EXERCISE AIM =
Reproduce every entry exactly.

"""

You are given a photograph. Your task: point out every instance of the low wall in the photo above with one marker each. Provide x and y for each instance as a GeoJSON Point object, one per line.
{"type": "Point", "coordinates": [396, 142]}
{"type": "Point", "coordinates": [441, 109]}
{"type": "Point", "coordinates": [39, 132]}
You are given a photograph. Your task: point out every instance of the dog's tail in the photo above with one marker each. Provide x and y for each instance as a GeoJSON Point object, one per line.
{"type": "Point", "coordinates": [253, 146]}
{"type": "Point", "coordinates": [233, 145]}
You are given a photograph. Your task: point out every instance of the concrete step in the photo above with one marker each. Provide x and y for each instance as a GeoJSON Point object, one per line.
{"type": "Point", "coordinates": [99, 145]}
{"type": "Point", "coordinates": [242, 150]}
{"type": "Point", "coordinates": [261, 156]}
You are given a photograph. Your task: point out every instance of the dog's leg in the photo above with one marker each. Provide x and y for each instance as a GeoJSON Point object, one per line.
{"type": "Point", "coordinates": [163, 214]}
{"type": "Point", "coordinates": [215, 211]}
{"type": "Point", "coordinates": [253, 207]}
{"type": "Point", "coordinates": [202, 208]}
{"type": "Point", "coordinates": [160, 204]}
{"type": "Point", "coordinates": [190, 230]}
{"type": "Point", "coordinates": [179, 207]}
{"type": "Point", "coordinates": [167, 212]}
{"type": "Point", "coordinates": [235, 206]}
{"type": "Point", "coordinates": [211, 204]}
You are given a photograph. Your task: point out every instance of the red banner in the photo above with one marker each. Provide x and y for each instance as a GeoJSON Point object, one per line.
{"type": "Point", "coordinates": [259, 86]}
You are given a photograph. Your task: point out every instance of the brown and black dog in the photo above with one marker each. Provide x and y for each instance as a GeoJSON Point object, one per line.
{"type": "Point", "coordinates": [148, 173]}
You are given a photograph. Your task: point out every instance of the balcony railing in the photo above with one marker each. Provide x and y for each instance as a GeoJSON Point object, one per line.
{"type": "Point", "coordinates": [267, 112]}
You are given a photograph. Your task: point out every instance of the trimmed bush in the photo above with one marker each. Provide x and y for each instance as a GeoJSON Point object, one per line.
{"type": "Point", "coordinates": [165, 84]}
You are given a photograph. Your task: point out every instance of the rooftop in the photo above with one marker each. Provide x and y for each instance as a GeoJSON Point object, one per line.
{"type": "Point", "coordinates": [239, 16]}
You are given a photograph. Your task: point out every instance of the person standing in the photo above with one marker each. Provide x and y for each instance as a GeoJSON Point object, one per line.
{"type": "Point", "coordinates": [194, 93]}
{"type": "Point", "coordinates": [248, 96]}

"""

COMPLETE ANSWER =
You are given a photograph. Your task: point out every instance of the low wall in the photo above with one marker each. Provide x and y for each instance as a GeoJSON Point object, one per line.
{"type": "Point", "coordinates": [396, 142]}
{"type": "Point", "coordinates": [441, 109]}
{"type": "Point", "coordinates": [39, 132]}
You are given a photograph. Your task: point out every instance of the dog's tail in the photo above with one marker each. Provide x and y for each instance as a GeoJSON Point object, one per line.
{"type": "Point", "coordinates": [253, 146]}
{"type": "Point", "coordinates": [233, 145]}
You are given a photograph. Your task: point out every instance of the concrete step in the photo above with one marker each. Provide x and y for each instance as a GeoJSON Point object, one per line.
{"type": "Point", "coordinates": [99, 145]}
{"type": "Point", "coordinates": [242, 150]}
{"type": "Point", "coordinates": [261, 156]}
You are given a photograph. Your task: point out every instance of the dog's leg in the photo above with one marker each. Provide x and y for each instance as a GeoJSON Point object, one per line.
{"type": "Point", "coordinates": [163, 214]}
{"type": "Point", "coordinates": [215, 211]}
{"type": "Point", "coordinates": [253, 207]}
{"type": "Point", "coordinates": [202, 208]}
{"type": "Point", "coordinates": [160, 204]}
{"type": "Point", "coordinates": [190, 230]}
{"type": "Point", "coordinates": [179, 207]}
{"type": "Point", "coordinates": [167, 212]}
{"type": "Point", "coordinates": [235, 206]}
{"type": "Point", "coordinates": [211, 204]}
You are given a photograph. Your task: point out every instance of the red banner in the photo above with one marker each. Provide x and y for each instance as a GeoJSON Point object, one per line.
{"type": "Point", "coordinates": [259, 86]}
You are given a photograph. Your task: point out every instance of the brown and black dog in the photo above with one marker each. Provide x and y for each instance as a GeoJSON Point object, one per line.
{"type": "Point", "coordinates": [148, 173]}
You are given a photograph. Your task: point out every instance of the balcony railing in the photo above with one marker each. Provide x and y for each instance as a GeoJSON Point object, one per line.
{"type": "Point", "coordinates": [267, 112]}
You are given a photograph. Your task: point out every instance of the trimmed bush in the photo above with one marker each. Provide x and y for each instance as a GeoJSON Point object, one per line.
{"type": "Point", "coordinates": [165, 84]}
You are given a photograph. Your task: point out every instance of the rooftop in the photo above with one marker each. Provide x and y for each instance as a GeoJSON Point object, one per line.
{"type": "Point", "coordinates": [239, 16]}
You are given a photograph. Your task: point out every instance of the person standing in the photo above with one marker each. Provide x and y for each instance as a GeoJSON Point object, one per line.
{"type": "Point", "coordinates": [194, 93]}
{"type": "Point", "coordinates": [248, 96]}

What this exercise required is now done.